Summarize the article on Viktor Uspaskich and his Labor Party in two sentences.

### Quoted passage

────────────────────

Uspaskich at the Gate
// A Russian-Born Businessman Could Become Prime Minister of Lithuania
Power Struggle
The results of the first round of parliamentary elections were announced yesterday in Lithuania. As Kommersant predicted, the winner was the Labor Party formed a year ago by millionaire Russian-born businessman Viktor Uspaskich. His success has already led to speculation that Lithuania, which just joined NATO and the EU, could once again find itself under Moscow's economic influence.
“Nothing Is Left to Chance”
The success of Viktor Uspaskich's Labor Party (LP) was predictable. All pre-election polls gave it about 30%. The predictions turned out to be true – on the basis of party lists, the “Laborites” won 28.6% of the vote, well ahead of the other rivals. The reason the Labor Party did not achieve greater success was probably the extremely low voter turnout – fewer than half of them turned up at the polling stations.
The rapid rise of the party, formed exactly a year ago, came as a great surprise to many. Especially since a number of Lithuanian political scientists claimed that the Labor Party's program was too eclectic: it had everything in it from right-wing ideas to left-wing values. Its key positions – the fight against bureaucracy and changes in a number of provisions of the constitution and the electoral system – were sufficiently abstract that afterwards it was difficult to hold the party to them, but at the same time they were attractive to many people. The Labor Party's program focuses a lot of attention on social problems (tax optimization, pension increases, job creation), which voters also like.
There are no well-known politicians in the ranks of the Laborites, and the consensus in Lithuania is that Labor is a party of one leader. The native of the backwoods of Arkhangelsk Region, a former gas welder and now a millionaire with the very un-Lithuanian name of Viktor Uspaskich, arrived in what was then the Lithuanian Soviet Socialist Republic in 1987 to work on construction of a gas pipeline in the town of Kedainiai. Only three years later, he registered the first company of his present-day Vikonda concern.
Today, Mr. Uspaskich's assets are estimated at anywhere fro $50 million to $160 million. His business empire includes 30 companies employing more than 4000 blue- and white-collar workers. Many of Vikonda's companies (a meat-packing plant, a sausage plant, and a canning factory) are based in Kedainiai, where, as they say, nothing is left to chance: his mayor (Mr. Uspaskich's deputy in the Labor Party), his town council. He is lord and master, employer, and philanthropist for the town's 60 000 people. And it was from Kedainiai that Uspaskich the businessman made the move to politics, becoming an independent deputy in 2000.

────────────────────

### Supplied material
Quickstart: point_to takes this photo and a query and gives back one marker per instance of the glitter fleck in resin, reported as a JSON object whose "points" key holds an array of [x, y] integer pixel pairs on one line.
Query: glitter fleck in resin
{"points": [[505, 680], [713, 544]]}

────────────────────

### Solution for this exercise
In the first round of Lithuania's parliamentary elections, the Labor Party formed a year earlier by Russian-born millionaire Viktor Uspaskich won 28.6% of the vote on the basis of party lists, well ahead of its rivals, and its success has led to speculation that Lithuania could again come under Moscow's economic influence. Regarded as a party of one leader with an eclectic program centered on fighting bureaucracy and on social problems, it is headed by a former gas welder who arrived in Kedainiai in 1987, built the Vikonda business empire there, and became an independent deputy in 2000.